-- Data records --
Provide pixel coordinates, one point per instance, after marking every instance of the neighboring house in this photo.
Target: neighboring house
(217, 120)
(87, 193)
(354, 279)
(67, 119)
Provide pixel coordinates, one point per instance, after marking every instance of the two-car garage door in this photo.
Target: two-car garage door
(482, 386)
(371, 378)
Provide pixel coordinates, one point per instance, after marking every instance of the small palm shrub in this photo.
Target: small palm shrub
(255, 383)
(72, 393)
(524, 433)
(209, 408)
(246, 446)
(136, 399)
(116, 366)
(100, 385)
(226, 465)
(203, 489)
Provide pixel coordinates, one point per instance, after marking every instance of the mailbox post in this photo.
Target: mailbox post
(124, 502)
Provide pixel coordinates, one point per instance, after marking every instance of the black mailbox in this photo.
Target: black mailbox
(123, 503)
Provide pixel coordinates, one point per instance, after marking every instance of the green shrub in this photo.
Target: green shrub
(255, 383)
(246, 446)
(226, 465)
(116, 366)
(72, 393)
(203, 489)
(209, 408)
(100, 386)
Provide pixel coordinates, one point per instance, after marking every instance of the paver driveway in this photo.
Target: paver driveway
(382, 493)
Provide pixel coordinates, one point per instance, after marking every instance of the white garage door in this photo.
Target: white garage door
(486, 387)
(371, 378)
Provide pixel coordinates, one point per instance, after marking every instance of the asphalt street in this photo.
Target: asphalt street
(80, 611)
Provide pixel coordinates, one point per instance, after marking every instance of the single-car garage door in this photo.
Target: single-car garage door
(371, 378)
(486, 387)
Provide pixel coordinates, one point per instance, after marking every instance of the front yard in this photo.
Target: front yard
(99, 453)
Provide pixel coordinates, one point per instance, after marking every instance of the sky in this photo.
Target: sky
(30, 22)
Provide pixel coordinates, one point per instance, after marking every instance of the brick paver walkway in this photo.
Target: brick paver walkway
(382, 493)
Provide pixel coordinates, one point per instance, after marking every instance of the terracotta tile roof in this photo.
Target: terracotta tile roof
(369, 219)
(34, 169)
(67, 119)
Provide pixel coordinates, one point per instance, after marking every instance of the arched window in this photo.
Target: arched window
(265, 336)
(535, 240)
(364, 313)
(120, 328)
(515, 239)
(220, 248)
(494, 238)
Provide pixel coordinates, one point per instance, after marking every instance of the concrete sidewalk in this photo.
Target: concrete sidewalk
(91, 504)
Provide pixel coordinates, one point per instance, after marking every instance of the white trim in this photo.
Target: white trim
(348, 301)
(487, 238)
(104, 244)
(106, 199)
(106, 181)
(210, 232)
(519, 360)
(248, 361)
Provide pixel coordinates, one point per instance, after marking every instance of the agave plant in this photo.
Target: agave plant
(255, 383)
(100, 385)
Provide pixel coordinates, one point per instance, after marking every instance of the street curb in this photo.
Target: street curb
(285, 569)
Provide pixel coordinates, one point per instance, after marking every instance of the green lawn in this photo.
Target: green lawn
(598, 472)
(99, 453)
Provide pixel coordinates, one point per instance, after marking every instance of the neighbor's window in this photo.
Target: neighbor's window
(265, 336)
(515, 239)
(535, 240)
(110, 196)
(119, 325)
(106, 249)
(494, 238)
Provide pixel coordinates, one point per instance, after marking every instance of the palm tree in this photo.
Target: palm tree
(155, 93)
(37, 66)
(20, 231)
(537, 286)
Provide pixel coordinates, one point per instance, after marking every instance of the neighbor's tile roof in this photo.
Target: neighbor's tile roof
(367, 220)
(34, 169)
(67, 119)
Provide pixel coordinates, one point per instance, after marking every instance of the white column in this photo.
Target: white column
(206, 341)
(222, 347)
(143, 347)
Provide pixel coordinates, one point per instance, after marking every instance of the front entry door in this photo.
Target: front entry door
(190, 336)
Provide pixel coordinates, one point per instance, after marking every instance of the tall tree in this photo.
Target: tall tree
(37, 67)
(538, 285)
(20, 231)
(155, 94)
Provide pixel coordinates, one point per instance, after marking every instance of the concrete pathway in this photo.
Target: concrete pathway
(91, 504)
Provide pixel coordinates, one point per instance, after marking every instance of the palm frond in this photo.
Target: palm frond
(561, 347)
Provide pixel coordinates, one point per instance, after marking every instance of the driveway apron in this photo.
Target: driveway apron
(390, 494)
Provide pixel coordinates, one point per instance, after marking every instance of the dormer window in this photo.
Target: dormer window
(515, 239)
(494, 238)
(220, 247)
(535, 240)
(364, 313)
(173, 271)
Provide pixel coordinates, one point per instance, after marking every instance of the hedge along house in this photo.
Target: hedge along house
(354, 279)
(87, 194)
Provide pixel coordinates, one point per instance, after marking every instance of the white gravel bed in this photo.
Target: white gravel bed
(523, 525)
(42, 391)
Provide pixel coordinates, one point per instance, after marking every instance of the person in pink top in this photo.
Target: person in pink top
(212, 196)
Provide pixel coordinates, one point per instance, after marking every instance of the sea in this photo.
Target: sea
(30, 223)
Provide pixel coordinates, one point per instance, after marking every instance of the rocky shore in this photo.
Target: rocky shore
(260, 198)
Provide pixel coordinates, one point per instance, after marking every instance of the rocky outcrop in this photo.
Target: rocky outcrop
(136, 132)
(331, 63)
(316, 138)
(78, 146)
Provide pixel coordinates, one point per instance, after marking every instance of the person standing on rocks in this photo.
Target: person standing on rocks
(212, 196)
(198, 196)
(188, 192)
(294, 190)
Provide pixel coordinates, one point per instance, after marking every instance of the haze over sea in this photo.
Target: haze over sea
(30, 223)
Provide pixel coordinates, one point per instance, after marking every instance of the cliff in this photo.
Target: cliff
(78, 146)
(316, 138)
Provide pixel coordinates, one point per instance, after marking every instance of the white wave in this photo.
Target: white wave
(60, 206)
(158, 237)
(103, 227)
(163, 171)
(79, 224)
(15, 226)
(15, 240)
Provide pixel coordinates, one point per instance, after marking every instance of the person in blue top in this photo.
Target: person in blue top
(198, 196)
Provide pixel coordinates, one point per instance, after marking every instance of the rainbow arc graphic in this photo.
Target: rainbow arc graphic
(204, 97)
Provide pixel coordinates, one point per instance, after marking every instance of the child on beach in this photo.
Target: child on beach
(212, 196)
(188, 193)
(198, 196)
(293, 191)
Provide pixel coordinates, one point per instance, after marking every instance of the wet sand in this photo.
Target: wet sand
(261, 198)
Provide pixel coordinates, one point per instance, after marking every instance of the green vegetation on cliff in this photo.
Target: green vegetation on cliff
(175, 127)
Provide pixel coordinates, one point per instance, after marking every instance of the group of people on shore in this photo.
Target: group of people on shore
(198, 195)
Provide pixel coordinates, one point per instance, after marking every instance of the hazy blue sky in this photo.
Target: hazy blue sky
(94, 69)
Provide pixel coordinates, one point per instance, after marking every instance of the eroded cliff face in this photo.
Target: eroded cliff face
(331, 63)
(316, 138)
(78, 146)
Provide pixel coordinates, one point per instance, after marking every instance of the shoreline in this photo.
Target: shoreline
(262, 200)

-- Task requirements --
Would you write out the whole listing word for word?

-- Written solution --
Provide pixel coordinates, one point per instance, after marking every instance of the neighboring house in this photo.
Target: neighboring house
(217, 120)
(87, 193)
(354, 279)
(67, 119)
Provide pixel coordinates, one point per instance, after marking every instance of the two-car garage door in this photo.
Target: two-car garage door
(482, 386)
(371, 378)
Provide pixel coordinates, one point per instance, after marking every instance of the small palm shrub in this photo.
Target: small palm shrub
(255, 383)
(72, 393)
(524, 433)
(209, 408)
(246, 446)
(136, 399)
(116, 366)
(100, 385)
(226, 465)
(203, 489)
Provide pixel coordinates, one point per instance, after marking every instance of the mailbox post in this photo.
Target: mailbox post
(124, 502)
Provide pixel coordinates, one point per instance, after marking every instance of the black mailbox in this photo.
Target: black mailbox
(123, 503)
Provide pixel coordinates, one point per instance, after marking every instance of the green shrub in this photo.
Target: green shrub
(255, 383)
(246, 446)
(226, 465)
(116, 366)
(72, 393)
(203, 489)
(209, 408)
(100, 386)
Provide pixel coordinates, one point per instance, after marking every instance of the paver driveway in this photo.
Target: paver driveway
(382, 493)
Provide pixel coordinates, one point per instance, after marking every instance of the white garage door in this photo.
Target: white garage door
(486, 387)
(371, 378)
Provide pixel coordinates, one point per instance, after marking every instance of the asphalt street in this photo.
Target: asphalt street
(80, 611)
Provide pixel coordinates, one point per instance, after marking every instance of the single-car garage door in this photo.
Target: single-car garage door
(371, 378)
(486, 387)
Provide pixel coordinates, one point per instance, after marking every instance of the front yard in this photo.
Target: front yard
(99, 453)
Provide pixel coordinates, one point per instance, after marking every instance of the sky in this photo.
Target: sky
(30, 22)
Provide pixel coordinates, one point per instance, after marking every instance of the brick paver walkway in this photo.
Target: brick paver walkway
(382, 493)
Provide pixel coordinates, one point per instance, after marking every instance of the terracotta tile roof in this photo.
Target: terracotta tile roof
(369, 219)
(34, 169)
(67, 119)
Provide pixel coordinates, one point per instance, after marking every instance of the arched window in this photo.
Target: arched window
(265, 336)
(535, 240)
(364, 313)
(120, 328)
(515, 239)
(220, 248)
(494, 238)
Provide pixel coordinates, one point per instance, after marking every instance of the concrete sidewalk in this photo.
Target: concrete sidewalk
(91, 504)
Provide pixel coordinates, one point per instance, after marking every instance of the white trim in this photo.
Target: white trim
(348, 301)
(487, 238)
(104, 244)
(106, 199)
(106, 181)
(210, 232)
(519, 360)
(248, 361)
Provide pixel coordinates, one point per instance, after marking every instance of the agave plant in this photo.
Target: agave plant
(255, 383)
(100, 385)
Provide pixel coordinates, one point per instance, after marking every instance of the street curb in this photo.
Target: street curb
(285, 569)
Provide pixel coordinates, one point per instance, after marking every instance of the green lawn in this photo.
Target: green lawn
(598, 472)
(99, 453)
Provide pixel coordinates, one point per instance, after marking every instance of the neighbor's window in this photo.
Target: neighbor's window
(265, 336)
(515, 239)
(535, 240)
(110, 196)
(119, 325)
(106, 249)
(494, 238)
Provide pixel coordinates, one point per instance, after marking every instance of the palm tree in this photo.
Target: palm tree
(155, 93)
(37, 66)
(20, 231)
(537, 286)
Provide pixel coordinates, one point per instance, after marking every instance of the neighbor's tile roof in this photo.
Target: neighbor's tile roof
(367, 220)
(34, 169)
(67, 119)
Provide pixel coordinates, one point per instance, after marking every instance of the white column in this photo.
Target: white column
(206, 341)
(222, 347)
(143, 347)
Provide pixel coordinates, one point per instance, after marking every instance of the front entry door in this photo.
Target: front entry door
(190, 336)
Provide pixel coordinates, one point per instance, after marking every instance of the tall tree in this photo.
Target: tall tree
(37, 67)
(538, 285)
(20, 231)
(155, 94)
Provide pixel coordinates, one point per instance, after marking every instance of the concrete pathway in this photo.
Target: concrete pathway
(91, 504)
Provide pixel coordinates, one point per instance, after marking every instance of the palm frond in this photo.
Target: palm frond
(561, 347)
Provide pixel coordinates, one point per instance, after marking every instance of the driveway apron in this photo.
Target: driveway apron
(390, 494)
Provide pixel coordinates, one point per instance, after marking every instance of the dormer window in this photo.
Target: dormer window
(515, 239)
(494, 238)
(220, 247)
(535, 240)
(364, 313)
(173, 271)
Provide pixel coordinates, one point per instance, after marking every instance of the hedge along house in this photo.
Target: hedge along house
(354, 279)
(87, 194)
Provide pixel coordinates, one point per instance, after marking every instance of the white gravel bed in this photo.
Target: white gravel bed
(523, 525)
(42, 391)
Provide pixel coordinates, one point per instance, after marking every instance of the person in pink top in this photo.
Target: person in pink top
(212, 196)
Provide pixel coordinates, one point per instance, after marking every instance of the sea in this photo.
Target: sea
(30, 223)
Provide pixel coordinates, one point per instance, after marking every instance of the rocky shore in this photo.
Target: rocky shore
(260, 198)
Provide pixel coordinates, one point per instance, after marking every instance of the rocky outcrop in this photo.
Target: rocky outcrop
(136, 132)
(331, 63)
(316, 138)
(78, 146)
Provide pixel coordinates, one point per instance, after marking every instance of the person standing on rocks in this photo.
Target: person standing on rocks
(212, 196)
(198, 196)
(188, 192)
(294, 190)
Provide pixel coordinates, one point per instance, after marking every instance of the haze over sea in this photo.
Target: haze over sea
(30, 223)
Provide pixel coordinates, one point per instance, after marking every instance of the cliff in this photo.
Target: cliff
(78, 146)
(316, 138)
Provide pixel coordinates, one point per instance, after marking every instance of the white wave in this photo.
Target: white wave
(60, 206)
(158, 237)
(103, 227)
(163, 171)
(79, 224)
(15, 226)
(15, 240)
Provide pixel coordinates, one point per instance, after marking every instance of the person in blue top in this photo.
Target: person in blue top
(198, 196)
Provide pixel coordinates, one point per instance, after marking every instance of the rainbow arc graphic in this photo.
Target: rainbow arc graphic
(204, 97)
Provide pixel coordinates, one point per instance, after marking every instance of the child on beach in this photo.
Target: child on beach
(212, 196)
(188, 193)
(198, 196)
(293, 191)
Provide pixel coordinates, one point per instance, after marking every instance of the wet sand in this photo.
Target: wet sand
(261, 198)
Provide pixel coordinates, one point per instance, after marking every instance of the green vegetation on cliff in this photo.
Target: green vegetation on cliff
(175, 127)
Provide pixel coordinates, one point per instance, after marking every instance of the group of people on shore in this photo.
Target: group of people on shore
(198, 195)
Provide pixel coordinates, one point per instance, after marking every instance of the hazy blue sky in this photo.
Target: hazy blue sky
(94, 69)
Provide pixel coordinates, one point per instance, after marking every instance of the eroded cliff face in this photo.
Target: eroded cliff face
(331, 63)
(316, 138)
(78, 146)
Provide pixel coordinates, one point per instance, after marking every instance of the shoreline in this photo.
Target: shoreline
(262, 200)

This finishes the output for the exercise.